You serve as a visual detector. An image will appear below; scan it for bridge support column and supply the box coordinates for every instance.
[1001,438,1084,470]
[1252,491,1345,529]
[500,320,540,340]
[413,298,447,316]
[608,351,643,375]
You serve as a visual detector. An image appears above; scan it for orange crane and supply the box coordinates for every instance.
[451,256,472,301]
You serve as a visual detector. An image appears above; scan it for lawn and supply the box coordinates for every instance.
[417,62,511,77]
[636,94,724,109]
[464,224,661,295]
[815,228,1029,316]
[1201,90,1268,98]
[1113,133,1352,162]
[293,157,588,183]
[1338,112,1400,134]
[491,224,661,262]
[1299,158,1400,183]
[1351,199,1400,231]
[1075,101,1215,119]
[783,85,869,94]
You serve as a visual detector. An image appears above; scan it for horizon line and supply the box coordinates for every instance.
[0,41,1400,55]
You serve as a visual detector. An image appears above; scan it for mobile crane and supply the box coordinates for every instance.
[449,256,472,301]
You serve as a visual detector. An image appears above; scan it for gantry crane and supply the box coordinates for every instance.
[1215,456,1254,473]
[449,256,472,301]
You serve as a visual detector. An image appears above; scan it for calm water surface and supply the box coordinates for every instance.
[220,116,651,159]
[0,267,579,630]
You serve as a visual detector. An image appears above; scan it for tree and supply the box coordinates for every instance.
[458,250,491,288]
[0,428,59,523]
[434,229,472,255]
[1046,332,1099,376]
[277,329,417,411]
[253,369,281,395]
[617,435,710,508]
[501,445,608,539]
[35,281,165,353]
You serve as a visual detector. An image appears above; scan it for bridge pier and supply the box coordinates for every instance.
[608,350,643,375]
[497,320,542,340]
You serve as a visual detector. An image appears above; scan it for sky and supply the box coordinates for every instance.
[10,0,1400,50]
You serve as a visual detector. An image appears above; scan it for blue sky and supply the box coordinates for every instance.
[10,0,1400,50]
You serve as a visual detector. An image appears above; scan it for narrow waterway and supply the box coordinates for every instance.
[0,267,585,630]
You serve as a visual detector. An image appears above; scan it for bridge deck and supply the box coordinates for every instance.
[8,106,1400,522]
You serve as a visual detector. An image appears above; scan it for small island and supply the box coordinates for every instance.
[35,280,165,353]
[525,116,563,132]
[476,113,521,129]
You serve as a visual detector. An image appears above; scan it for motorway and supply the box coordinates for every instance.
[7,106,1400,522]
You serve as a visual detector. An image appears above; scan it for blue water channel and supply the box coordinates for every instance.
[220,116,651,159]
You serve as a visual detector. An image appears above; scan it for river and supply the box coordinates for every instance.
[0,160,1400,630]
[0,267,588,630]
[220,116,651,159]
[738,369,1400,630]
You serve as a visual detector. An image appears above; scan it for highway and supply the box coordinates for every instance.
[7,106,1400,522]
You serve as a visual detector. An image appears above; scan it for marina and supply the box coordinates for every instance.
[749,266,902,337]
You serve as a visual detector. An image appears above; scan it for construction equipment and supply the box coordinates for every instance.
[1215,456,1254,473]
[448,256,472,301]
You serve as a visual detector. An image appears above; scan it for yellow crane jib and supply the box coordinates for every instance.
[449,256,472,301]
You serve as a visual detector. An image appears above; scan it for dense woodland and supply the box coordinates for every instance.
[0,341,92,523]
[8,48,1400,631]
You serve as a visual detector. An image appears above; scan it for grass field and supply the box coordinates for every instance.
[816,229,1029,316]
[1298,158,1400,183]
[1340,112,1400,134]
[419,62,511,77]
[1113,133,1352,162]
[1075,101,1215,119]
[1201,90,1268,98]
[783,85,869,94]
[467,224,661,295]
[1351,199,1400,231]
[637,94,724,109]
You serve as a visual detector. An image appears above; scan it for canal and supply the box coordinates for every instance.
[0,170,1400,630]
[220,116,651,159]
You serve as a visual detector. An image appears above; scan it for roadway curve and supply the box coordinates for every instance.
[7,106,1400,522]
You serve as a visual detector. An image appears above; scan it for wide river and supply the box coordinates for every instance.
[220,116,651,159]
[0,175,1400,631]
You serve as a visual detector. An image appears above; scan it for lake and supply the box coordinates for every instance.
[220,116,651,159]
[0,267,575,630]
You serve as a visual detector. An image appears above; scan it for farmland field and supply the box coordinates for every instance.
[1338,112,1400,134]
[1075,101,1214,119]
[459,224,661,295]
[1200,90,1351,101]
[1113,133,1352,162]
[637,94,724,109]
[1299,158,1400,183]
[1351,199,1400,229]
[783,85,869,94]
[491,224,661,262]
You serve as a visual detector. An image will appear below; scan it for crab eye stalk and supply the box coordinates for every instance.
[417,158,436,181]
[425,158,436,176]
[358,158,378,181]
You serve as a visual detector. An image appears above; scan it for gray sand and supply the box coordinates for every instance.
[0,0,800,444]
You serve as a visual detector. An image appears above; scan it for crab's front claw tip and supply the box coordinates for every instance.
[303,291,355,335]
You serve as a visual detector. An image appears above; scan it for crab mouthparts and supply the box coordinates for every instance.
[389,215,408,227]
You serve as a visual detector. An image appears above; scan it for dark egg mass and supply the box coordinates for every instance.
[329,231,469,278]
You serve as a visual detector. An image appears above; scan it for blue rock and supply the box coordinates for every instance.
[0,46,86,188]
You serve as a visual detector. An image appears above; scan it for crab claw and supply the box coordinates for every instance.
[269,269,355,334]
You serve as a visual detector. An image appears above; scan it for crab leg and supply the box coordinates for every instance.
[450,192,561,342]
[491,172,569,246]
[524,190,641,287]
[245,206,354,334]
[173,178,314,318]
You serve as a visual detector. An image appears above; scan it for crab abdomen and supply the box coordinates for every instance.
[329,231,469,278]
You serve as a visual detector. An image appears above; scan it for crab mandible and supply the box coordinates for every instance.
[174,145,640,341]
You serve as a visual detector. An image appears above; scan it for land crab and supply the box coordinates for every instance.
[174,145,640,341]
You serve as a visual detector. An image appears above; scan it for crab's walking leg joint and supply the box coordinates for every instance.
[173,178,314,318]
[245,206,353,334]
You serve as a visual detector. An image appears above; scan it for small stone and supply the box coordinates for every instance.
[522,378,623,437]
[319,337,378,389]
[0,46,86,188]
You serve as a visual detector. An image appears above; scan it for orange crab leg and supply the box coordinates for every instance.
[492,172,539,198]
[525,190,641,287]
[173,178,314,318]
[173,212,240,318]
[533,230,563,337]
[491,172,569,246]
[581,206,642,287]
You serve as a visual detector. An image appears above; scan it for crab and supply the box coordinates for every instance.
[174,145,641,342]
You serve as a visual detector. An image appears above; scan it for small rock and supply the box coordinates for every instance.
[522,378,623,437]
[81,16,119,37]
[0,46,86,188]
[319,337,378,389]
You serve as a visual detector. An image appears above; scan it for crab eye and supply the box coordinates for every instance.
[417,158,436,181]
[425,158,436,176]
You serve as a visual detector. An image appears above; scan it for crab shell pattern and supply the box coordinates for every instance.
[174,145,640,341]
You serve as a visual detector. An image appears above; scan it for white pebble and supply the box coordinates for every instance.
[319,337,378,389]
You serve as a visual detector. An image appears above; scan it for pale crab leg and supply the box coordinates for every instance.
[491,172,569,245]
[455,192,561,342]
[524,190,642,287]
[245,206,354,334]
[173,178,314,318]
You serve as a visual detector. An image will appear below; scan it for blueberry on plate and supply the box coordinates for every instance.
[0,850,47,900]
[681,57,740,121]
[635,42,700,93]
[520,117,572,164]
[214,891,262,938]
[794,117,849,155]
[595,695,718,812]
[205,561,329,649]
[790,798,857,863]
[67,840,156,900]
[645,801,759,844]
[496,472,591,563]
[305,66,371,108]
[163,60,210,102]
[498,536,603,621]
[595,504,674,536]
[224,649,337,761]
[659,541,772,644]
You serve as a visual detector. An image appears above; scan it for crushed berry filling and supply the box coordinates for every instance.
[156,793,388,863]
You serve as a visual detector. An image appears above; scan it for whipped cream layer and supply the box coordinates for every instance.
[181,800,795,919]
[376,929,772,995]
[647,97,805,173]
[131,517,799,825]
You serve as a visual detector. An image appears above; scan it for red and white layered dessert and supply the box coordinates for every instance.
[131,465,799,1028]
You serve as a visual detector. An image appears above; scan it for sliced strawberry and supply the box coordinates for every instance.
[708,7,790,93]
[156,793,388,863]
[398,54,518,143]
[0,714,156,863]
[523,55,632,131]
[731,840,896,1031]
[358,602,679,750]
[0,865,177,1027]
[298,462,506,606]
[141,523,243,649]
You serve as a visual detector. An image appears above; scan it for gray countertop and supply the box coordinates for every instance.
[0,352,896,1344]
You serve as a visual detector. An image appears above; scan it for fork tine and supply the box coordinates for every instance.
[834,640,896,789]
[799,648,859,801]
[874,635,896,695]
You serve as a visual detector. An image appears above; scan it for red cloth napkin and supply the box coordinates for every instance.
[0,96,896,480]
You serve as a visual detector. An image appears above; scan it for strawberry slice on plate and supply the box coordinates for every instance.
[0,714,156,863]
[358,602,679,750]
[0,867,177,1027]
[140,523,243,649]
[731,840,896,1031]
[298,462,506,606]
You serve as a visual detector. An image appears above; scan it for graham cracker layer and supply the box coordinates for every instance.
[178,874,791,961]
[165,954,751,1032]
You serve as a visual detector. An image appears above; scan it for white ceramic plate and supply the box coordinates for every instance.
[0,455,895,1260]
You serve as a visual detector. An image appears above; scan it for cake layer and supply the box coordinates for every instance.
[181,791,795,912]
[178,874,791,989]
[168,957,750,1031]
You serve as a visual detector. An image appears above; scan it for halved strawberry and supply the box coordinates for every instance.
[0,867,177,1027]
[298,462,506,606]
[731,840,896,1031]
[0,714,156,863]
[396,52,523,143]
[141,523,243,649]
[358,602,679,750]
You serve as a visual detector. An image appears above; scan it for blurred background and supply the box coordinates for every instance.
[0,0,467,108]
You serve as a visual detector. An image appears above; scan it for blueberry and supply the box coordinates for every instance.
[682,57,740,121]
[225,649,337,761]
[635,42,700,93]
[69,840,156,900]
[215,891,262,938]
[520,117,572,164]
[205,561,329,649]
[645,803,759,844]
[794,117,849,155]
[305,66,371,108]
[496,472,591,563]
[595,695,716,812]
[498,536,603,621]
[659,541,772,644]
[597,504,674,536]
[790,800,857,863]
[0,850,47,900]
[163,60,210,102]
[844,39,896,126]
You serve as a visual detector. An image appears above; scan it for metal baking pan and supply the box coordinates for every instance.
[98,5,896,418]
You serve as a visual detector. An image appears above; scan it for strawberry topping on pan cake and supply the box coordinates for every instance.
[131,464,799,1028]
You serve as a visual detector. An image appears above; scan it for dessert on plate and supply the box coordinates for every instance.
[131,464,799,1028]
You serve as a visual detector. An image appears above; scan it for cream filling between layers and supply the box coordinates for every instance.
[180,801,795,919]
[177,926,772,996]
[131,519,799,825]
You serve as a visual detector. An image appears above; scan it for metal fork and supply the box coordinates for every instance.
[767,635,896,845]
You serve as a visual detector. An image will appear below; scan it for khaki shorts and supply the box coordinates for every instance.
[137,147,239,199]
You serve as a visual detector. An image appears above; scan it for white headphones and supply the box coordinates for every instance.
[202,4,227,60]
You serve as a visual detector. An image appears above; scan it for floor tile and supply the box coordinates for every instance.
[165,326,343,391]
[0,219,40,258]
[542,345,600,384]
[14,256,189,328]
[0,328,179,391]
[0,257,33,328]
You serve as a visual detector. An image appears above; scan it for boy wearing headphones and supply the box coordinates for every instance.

··········

Exercise description:
Output as a numbered list every line from the start of the items through the line containing "[497,320,542,340]", leaving out blank lines.

Result:
1. You serve as a visual detector. An image will appear below; scan it for bridge support column and supply the box coordinates for every instance.
2. [1001,438,1084,470]
3. [1252,491,1345,529]
4. [500,320,540,340]
5. [413,298,447,316]
6. [608,351,643,375]
7. You serve as a visual detector. An image appears above; scan it for orange crane and supply the box coordinates for every instance.
8. [451,256,472,301]
9. You serve as a visual detector. An image appears above; scan it for lawn and supply the box coordinates for every instance.
10. [417,62,511,77]
11. [636,94,724,109]
12. [464,224,661,295]
13. [815,228,1029,316]
14. [1201,90,1268,98]
15. [1113,133,1352,162]
16. [293,157,588,183]
17. [1338,112,1400,134]
18. [491,224,661,262]
19. [1299,158,1400,183]
20. [1351,199,1400,231]
21. [1075,101,1215,119]
22. [783,85,869,94]
23. You serve as a visual detector. An image appears above; scan it for horizon line and supply the box coordinates for every instance.
24. [0,41,1400,55]
25. You serve as a visual detector. An image appears above; scan it for mobile crane and supply the box coordinates for every instance.
26. [449,256,472,301]
27. You serve as a visual detector. An image appears above; scan it for gantry crane and supply the box coordinates for every instance.
28. [1215,456,1254,473]
29. [449,256,472,301]
30. You serve as a visual detector. An image appears above; scan it for calm water surface and supply the box coordinates for every instance.
31. [220,116,651,159]
32. [0,267,579,630]
33. You serve as a visual detector. An image appears above; scan it for tree and supply the box coordinates for every instance.
34. [458,250,491,288]
35. [0,428,59,523]
36. [434,229,472,255]
37. [1046,332,1099,376]
38. [277,329,417,411]
39. [253,369,281,395]
40. [617,435,710,508]
41. [501,445,608,539]
42. [35,281,165,353]
43. You serve as a visual detector. An image appears above; scan it for bridge pier and supply the box coordinates for every instance.
44. [608,350,643,375]
45. [497,320,542,340]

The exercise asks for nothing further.